**Excerpt:**

<<<<

Instead, I want to introduce an architecture that enables any Amazon EC2 instance to be a build agent without additional software and configuration required. The architecture diagram looks as follows:
There are multiple components involved:
- An Amazon CloudWatch Event triggers an AWS Lambda function when a custom CodePipeline action is to be executed.
- The Lambda function retrieves the action’s build properties (AMI, instance type, etc.) from CodePipeline, along with location of the input artifacts in the Amazon S3 bucket.
- The Lambda function starts a Step Functions state machine that carries out the build job execution, passing all the gathered information as input payload.
- The Step Functions flow acquires an Amazon EC2 instance according to the provided properties, waits until the instance is up and running, and starts an AWS Systems Manager command. The Step Functions flow is also responsible for handling all the errors during build job execution and releasing the Amazon EC2 instance once the Systems Manager command execution is complete.
- The Systems Manager command runs on an Amazon EC2 instance, downloads CodePipeline input artifacts from the Amazon S3 bucket, unzips them, executes the build script, and uploads any output artifacts to the CodePipeline-provided Amazon S3 bucket.
- Polling Lambda updates the state of the custom action in CodePipeline once it detects that the Step Function flow is completed.
The whole architecture is serverless and requires no maintenance in terms of software installed on Amazon EC2 instances thanks to the Systems Manager command, which is essential for this solution. All the code, AWS CloudFormation templates, and installation instructions are available on the GitHub project. The following sections provide further details on the mentioned components.
Custom Build Action
The custom action type is defined as an AWS::CodePipeline::CustomActionType resource as follows:
Ec2BuildActionType:
Type: AWS::CodePipeline::CustomActionType
Properties:
Category: !Ref CustomActionProviderCategory
Provider: !Ref CustomActionProviderName
Version: !Ref CustomActionProviderVersion
ConfigurationProperties:
- Name: ImageId
Description: AMI to use for EC2 build instances.

>>>>

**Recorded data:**
<<<<

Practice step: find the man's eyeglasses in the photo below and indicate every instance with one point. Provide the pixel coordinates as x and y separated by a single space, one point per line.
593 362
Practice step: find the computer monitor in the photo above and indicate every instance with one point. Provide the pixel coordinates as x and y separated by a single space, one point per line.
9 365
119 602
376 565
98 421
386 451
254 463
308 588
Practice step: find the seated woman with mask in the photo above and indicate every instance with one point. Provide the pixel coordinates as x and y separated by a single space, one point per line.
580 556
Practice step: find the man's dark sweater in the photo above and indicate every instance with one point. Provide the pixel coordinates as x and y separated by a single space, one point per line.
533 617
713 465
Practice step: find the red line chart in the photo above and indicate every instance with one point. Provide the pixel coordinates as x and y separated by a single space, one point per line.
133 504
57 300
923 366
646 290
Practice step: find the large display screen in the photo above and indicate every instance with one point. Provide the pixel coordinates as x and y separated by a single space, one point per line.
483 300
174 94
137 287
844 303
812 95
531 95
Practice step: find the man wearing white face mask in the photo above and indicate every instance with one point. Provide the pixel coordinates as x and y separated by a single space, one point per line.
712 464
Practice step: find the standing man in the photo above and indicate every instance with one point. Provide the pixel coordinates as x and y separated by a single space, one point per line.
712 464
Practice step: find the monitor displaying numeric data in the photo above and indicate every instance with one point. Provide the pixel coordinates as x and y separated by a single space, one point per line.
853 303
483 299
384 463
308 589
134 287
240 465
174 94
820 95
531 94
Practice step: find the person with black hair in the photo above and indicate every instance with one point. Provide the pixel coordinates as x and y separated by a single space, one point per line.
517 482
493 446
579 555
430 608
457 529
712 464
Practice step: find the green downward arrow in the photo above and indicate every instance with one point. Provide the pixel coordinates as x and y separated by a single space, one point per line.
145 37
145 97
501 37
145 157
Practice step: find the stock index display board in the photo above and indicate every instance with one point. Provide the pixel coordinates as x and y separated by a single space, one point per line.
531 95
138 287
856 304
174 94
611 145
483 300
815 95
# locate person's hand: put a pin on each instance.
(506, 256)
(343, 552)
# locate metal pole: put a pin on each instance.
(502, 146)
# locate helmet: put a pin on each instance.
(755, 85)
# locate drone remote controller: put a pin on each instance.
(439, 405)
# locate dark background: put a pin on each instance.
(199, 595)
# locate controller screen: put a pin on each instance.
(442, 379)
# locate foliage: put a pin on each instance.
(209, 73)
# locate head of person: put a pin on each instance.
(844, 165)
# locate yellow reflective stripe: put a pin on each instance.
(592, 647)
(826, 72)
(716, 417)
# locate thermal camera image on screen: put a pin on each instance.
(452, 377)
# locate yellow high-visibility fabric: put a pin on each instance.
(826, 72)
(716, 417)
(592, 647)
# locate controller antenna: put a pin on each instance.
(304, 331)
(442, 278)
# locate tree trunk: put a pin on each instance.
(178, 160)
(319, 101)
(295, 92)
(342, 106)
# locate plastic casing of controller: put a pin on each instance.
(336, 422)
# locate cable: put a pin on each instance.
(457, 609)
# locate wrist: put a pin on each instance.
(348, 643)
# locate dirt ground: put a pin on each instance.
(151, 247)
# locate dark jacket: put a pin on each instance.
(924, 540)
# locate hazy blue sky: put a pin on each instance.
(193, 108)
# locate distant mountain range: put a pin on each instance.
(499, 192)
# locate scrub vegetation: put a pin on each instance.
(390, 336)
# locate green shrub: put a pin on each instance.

>>>>

**Written problem:**
Edit everything in the excerpt from "- The Step Functions" down to "flow is completed.", changing "Polling Lambda" to "Monitoring Lambda", and give that passage back. These rows are separate material that has nothing to do with the excerpt.

**Exercise response:**
- The Step Functions flow acquires an Amazon EC2 instance according to the provided properties, waits until the instance is up and running, and starts an AWS Systems Manager command. The Step Functions flow is also responsible for handling all the errors during build job execution and releasing the Amazon EC2 instance once the Systems Manager command execution is complete.
- The Systems Manager command runs on an Amazon EC2 instance, downloads CodePipeline input artifacts from the Amazon S3 bucket, unzips them, executes the build script, and uploads any output artifacts to the CodePipeline-provided Amazon S3 bucket.
- Monitoring Lambda updates the state of the custom action in CodePipeline once it detects that the Step Function flow is completed.